- **Aim of the exercise**: Return every line of the records below that contains the string "this". Case counts.
___ Rows ___
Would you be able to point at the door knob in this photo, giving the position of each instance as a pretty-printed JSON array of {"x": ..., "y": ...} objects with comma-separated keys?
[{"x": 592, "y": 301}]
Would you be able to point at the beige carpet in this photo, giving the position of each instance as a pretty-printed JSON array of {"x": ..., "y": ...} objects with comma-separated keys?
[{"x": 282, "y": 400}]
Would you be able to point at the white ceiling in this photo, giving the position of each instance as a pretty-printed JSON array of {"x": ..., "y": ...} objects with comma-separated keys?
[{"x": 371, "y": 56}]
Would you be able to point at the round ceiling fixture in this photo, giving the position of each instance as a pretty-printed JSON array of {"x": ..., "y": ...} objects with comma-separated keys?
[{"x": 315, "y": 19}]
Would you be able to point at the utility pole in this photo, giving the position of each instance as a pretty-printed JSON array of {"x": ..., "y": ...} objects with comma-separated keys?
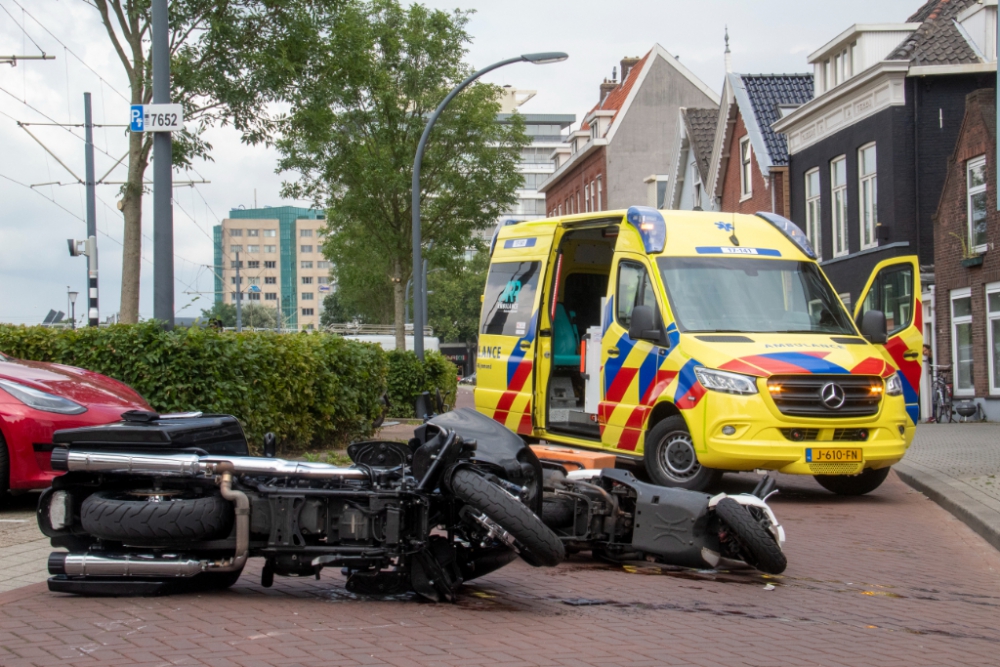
___
- **Worked answer**:
Would you be able to point at the door knob in this photo, giving the position of each instance as a pretty-printed JSON array of {"x": ..., "y": ...} objects with comma-separated keys?
Would you be able to point at the beige carpet in this photo, giving the position of each instance as a pretty-printed JSON array of {"x": ..., "y": ...} objects with comma-separated keys?
Would you be able to point at the white ceiling in this photo, giving the position of each instance as a pretty-printed JSON array of {"x": ..., "y": ...} objects with comma-separated keys?
Would you be able to point at the round ceiling fixture in this photo, giving the position of each instance as a pretty-printed JSON array of {"x": ..., "y": ...} objects with comma-separated keys?
Would you be able to point at the utility pole in this photo, giving the position of each instance as a pretty-printed JSON array of {"x": ..., "y": ...} objects with comma-separated keys?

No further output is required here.